## Stated problem a
Rewrite the listing from its start through the line containing "187], [195, 188]]", replacing "wooden fence" with "picket fence" and leaving everything else unchanged.

## Document section
———

I have a Google App Engine triggering a Cloud DataFlow pipeline. This pipeline is supposed to write the final PCollection to Google BigQuery, but I can't find a way to install the right apache_beam.io dependency.
I'm running Apache Beam version 2.2.0 locally.
The project structure follows the code from this blog post.
This is the relevant piece of code:
"WriteToBigQuery" >> beam.io.WriteToBigQuery(
("%s:%s.%s" % (PROJECT, DATASET, TABLE)),
schema=TABLE_SCHEMA,
create_disposition=beam.io.BigQueryDisposition.CREATE_IF_NEEDED,
write_disposition=beam.io.BigQueryDisposition.WRITE_APPEND
)
When I run this code locally, the beam.io.WriteToBigQuery()
is called correctly. It is fetched from the apache_beam/io/gcp/bigquery.py
from my virtual environment.
But I can't install this dependency on my lib
folder that is shipped with the app on deploy.

———

## Given records
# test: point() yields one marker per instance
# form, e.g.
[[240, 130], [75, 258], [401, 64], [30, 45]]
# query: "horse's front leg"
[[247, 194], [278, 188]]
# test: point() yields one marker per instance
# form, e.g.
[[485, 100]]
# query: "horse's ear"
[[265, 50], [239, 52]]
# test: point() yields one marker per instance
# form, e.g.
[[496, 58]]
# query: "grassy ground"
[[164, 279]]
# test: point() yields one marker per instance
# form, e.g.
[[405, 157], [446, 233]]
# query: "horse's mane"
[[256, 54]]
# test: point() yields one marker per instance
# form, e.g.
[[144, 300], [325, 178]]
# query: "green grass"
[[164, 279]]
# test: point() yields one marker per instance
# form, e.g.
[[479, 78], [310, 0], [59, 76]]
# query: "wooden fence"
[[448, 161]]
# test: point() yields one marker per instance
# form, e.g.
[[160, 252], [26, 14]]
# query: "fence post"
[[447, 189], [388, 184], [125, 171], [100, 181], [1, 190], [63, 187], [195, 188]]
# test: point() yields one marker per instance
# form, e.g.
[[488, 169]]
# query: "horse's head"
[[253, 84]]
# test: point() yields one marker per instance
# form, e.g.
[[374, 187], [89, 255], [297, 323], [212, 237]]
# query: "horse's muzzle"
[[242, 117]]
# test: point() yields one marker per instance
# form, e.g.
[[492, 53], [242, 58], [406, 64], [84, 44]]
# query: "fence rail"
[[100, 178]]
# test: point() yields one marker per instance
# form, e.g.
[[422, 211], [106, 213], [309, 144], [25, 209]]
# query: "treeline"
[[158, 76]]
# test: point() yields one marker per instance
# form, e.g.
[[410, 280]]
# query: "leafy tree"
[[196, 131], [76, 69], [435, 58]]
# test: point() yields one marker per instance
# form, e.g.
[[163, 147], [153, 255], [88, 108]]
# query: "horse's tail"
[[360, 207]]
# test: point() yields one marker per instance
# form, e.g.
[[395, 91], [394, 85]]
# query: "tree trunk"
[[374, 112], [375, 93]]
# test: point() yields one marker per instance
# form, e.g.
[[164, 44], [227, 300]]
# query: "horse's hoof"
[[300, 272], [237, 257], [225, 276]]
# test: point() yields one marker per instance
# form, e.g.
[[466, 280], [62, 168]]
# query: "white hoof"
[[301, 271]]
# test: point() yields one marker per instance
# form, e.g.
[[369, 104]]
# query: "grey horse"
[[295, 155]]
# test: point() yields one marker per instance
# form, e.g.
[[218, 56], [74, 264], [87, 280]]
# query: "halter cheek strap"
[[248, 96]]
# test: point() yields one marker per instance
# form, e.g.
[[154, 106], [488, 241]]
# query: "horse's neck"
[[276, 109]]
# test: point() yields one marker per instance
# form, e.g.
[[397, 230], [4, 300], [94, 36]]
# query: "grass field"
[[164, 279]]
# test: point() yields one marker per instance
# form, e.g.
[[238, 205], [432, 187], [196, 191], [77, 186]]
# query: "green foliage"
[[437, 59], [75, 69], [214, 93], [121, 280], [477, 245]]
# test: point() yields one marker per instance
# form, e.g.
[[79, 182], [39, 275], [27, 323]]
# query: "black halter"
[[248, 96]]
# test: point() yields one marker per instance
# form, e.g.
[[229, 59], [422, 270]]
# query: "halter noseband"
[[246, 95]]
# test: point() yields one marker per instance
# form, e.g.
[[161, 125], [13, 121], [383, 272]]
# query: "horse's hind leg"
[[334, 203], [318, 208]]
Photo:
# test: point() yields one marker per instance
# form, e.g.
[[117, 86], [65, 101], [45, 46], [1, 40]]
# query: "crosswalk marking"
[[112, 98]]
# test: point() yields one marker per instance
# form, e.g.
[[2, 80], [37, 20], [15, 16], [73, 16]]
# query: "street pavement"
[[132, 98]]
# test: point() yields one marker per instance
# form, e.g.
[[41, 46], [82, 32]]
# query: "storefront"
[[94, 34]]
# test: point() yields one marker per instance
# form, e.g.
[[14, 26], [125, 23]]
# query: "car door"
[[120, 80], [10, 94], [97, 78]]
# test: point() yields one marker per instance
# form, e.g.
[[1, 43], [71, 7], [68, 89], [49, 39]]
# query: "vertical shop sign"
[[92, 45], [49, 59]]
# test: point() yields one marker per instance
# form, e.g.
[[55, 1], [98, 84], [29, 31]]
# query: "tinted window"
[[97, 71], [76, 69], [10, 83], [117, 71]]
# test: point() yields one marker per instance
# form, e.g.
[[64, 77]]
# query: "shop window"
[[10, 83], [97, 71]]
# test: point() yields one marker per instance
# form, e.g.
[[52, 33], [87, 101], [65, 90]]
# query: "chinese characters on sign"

———

## Stated problem b
For each statement, decide whether the forum post above agrees with it, answering yes or no and quoting the words that decide it.
(i) The poster runs Apache Beam version 2.2.0 locally.
(ii) When the code runs locally, beam.io.WriteToBigQuery() is taken from the lib folder shipped with the app.
(iii) The write to BigQuery uses the WRITE_TRUNCATE disposition.

## Exercise output a
# test: point() yields one marker per instance
# form, e.g.
[[240, 130], [75, 258], [401, 64], [30, 45]]
# query: "horse's front leg"
[[247, 194], [278, 188]]
# test: point() yields one marker per instance
# form, e.g.
[[485, 100]]
# query: "horse's ear"
[[265, 50], [239, 52]]
# test: point() yields one marker per instance
# form, e.g.
[[496, 58]]
# query: "grassy ground"
[[164, 279]]
# test: point() yields one marker per instance
# form, e.g.
[[405, 157], [446, 233]]
# query: "horse's mane"
[[256, 54]]
# test: point() yields one marker per instance
# form, e.g.
[[144, 300], [325, 178]]
# query: "green grass"
[[164, 279]]
# test: point() yields one marker per instance
# form, e.g.
[[479, 78], [310, 0], [59, 76]]
# query: "picket fence"
[[448, 161]]
# test: point() yields one marker per instance
# form, e.g.
[[160, 252], [26, 14]]
# query: "fence post"
[[447, 189], [388, 184], [125, 171], [100, 181], [1, 190], [63, 187], [195, 188]]

## Exercise output b
(i) Yes: "I'm running Apache Beam version 2.2.0 locally."
(ii) No: "It is fetched from the apache_beam/io/gcp/bigquery.py from my virtual environment."
(iii) No: "write_disposition=beam.io.BigQueryDisposition.WRITE_APPEND"